* **TASK INSTRUCTIONS**: Copy the listing below word for word, leaving out the pictures.

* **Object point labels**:
[BEGIN]
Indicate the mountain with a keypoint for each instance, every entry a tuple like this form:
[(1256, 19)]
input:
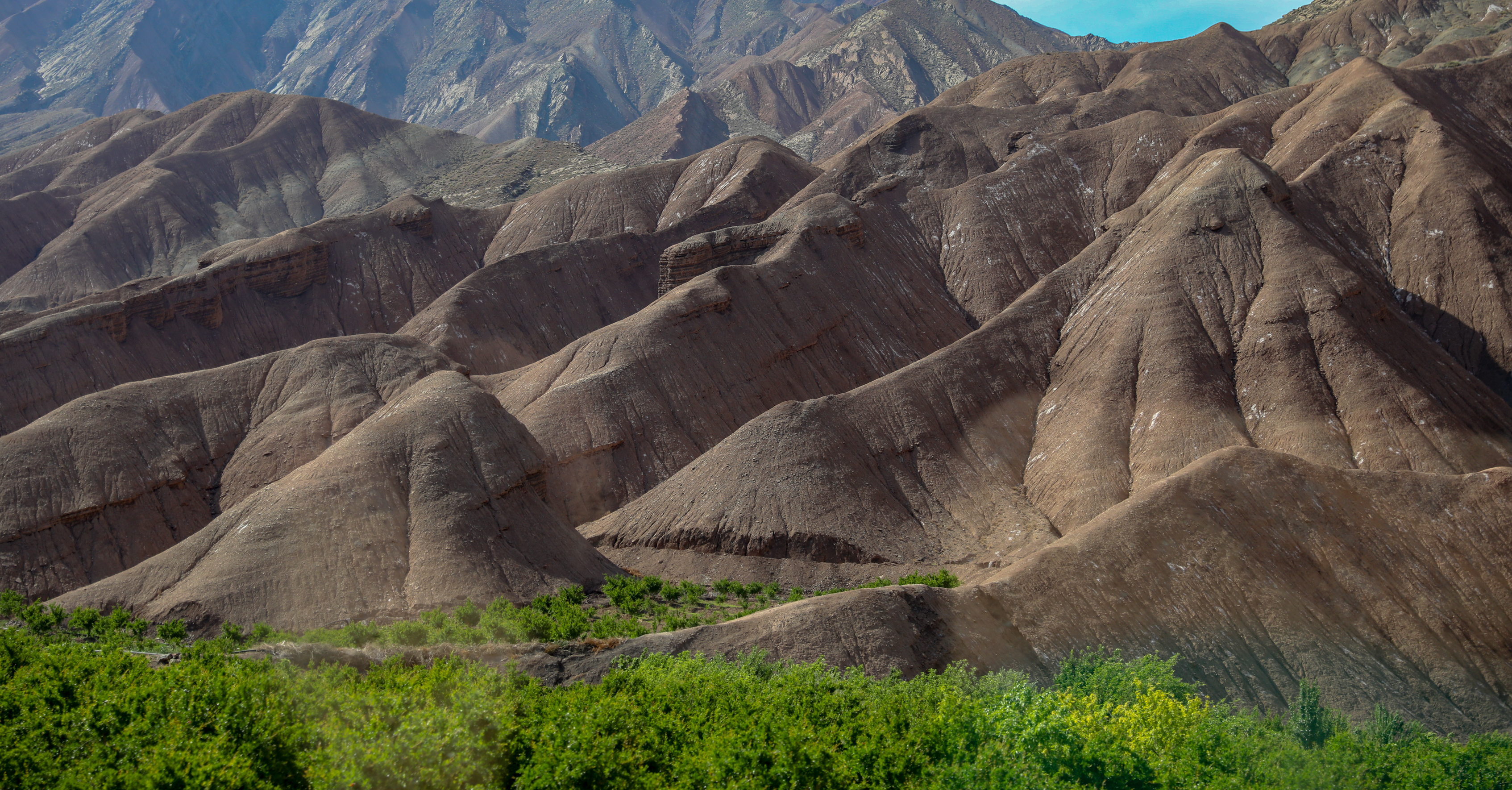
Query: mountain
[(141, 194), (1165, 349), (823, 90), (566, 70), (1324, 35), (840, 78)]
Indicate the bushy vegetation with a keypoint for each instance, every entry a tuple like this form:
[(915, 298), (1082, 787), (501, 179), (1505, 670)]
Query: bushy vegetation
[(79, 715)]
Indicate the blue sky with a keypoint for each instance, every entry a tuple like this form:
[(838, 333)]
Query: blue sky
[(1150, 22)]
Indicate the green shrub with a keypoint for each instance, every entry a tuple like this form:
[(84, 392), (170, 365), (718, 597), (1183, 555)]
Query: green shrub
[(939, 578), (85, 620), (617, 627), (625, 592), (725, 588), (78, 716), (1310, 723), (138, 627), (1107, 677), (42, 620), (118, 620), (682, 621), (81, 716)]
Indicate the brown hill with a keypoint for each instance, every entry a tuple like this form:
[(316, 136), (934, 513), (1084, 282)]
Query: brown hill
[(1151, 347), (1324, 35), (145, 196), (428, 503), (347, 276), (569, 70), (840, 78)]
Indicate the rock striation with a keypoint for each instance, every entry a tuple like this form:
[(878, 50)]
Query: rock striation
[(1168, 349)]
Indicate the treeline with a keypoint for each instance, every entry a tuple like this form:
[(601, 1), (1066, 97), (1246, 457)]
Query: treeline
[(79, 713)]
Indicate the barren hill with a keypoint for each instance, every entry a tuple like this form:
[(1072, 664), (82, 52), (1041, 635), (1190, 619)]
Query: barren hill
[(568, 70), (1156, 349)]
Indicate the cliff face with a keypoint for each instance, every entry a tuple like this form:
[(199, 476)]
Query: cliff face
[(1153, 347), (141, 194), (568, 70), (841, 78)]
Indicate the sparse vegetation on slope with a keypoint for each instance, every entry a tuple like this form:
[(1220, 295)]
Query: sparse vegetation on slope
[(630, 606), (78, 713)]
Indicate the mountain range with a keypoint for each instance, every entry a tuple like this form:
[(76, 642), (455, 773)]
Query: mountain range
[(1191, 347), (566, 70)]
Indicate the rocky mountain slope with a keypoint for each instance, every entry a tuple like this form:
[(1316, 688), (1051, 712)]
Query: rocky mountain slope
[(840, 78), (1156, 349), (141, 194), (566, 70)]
[END]
* **RESPONSE TO THE EXERCISE**:
Indicate the mountain with a keypoint for each instance, every entry a tuple like this form:
[(1256, 19)]
input:
Query: mountain
[(141, 194), (1165, 349), (823, 90), (566, 70), (1324, 35), (840, 78)]
Indicate the bushy vegetation with a keypoint for each instance, every entry a tuple like this form:
[(915, 298), (1082, 787), (501, 179), (1505, 670)]
Query: bushy vegetation
[(79, 715)]
Indicate the blue sky with a keypoint for each instance, every entry a tuple like this form:
[(838, 333)]
Query: blue sky
[(1150, 22)]
Indicate the green shrub with a keypoint for each instance, every entry a tuple like this form:
[(84, 392), (170, 365), (718, 597), (1183, 555)]
Query: green shrub
[(939, 578), (85, 620), (617, 627), (625, 592), (725, 588), (78, 716), (1310, 723), (138, 627), (1107, 677), (42, 620), (118, 620), (682, 621), (81, 716)]
Indicate the brown hill with a keypoint for each instance, every entry a tuple like this form:
[(316, 136), (934, 513), (1084, 282)]
Query: brown hill
[(1151, 347), (1324, 35), (145, 196), (428, 503), (347, 276), (569, 70), (840, 78)]
Indicate the rock striation with a keypoint for each instance, every entry a tuple like this form:
[(878, 50)]
Query: rock striation
[(1168, 349)]
Indicate the treeline with a keypoint for each instance, every entry a tuple like this form:
[(601, 1), (1066, 97), (1246, 457)]
Query: treeline
[(79, 713)]
Indicate the barren hill with a keypoint for each instance, every entry a tuple like this form:
[(1072, 664), (82, 52), (1041, 635), (1190, 619)]
Query: barren hill
[(568, 70), (1156, 349)]
Indicate the cliff face with a keypoint for each instance, every entry a tuple like this form:
[(199, 476)]
Query: cliff face
[(1153, 347), (141, 194), (568, 70), (841, 78)]
Indicate the sparse vegetation on slope with a keypoint for each instance, every entry a tuple like this form:
[(1220, 295)]
Query: sparse vegetation on slope
[(630, 606), (78, 713)]
Indicate the mountain range with a keypoint for each instance, every entry a tuple like this form:
[(76, 642), (455, 773)]
Query: mountain range
[(1191, 347), (566, 70)]
Indicate the rocky mountain slope with a keypoint for each instance, every entry a tuple like this form:
[(1316, 688), (1051, 712)]
Query: rocky mountain slope
[(840, 78), (1156, 349), (141, 194), (566, 70)]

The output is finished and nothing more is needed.